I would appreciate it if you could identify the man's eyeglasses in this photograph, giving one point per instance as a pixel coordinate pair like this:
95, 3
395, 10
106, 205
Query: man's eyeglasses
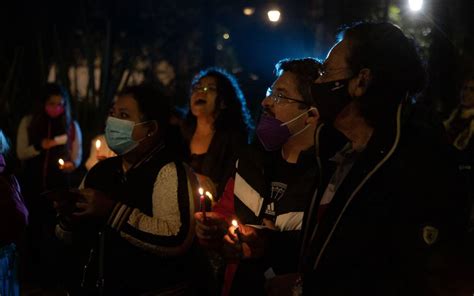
323, 71
278, 97
204, 89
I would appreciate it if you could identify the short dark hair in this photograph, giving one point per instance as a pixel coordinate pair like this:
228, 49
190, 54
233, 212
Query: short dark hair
306, 71
396, 67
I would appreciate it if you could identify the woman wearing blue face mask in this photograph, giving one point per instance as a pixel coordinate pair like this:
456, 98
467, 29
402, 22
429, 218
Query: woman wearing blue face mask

### WORK INSTRUCTION
Omit the pictures, then give every record back exactly as it stands.

### ANSWER SECTION
I would appreciate it if you could identify the man's eyeglasses in this photograph, giving one point per instance as a pixel coordinate pair like this:
95, 3
395, 10
106, 205
Query: man's eyeglasses
323, 71
278, 97
204, 89
I would appreciate it if you could identify the short dark hair in this photograph, giving one point per instance as a pixel coordinate pair like this:
228, 49
190, 54
233, 212
Query: short dark hair
306, 71
396, 67
I would appreciate it if you could identify the woman wearing blue face mask in this photograph, giving one point per instance as a pixel coordinate pair like this:
456, 98
467, 29
402, 22
429, 218
Query: woman wearing blue face mask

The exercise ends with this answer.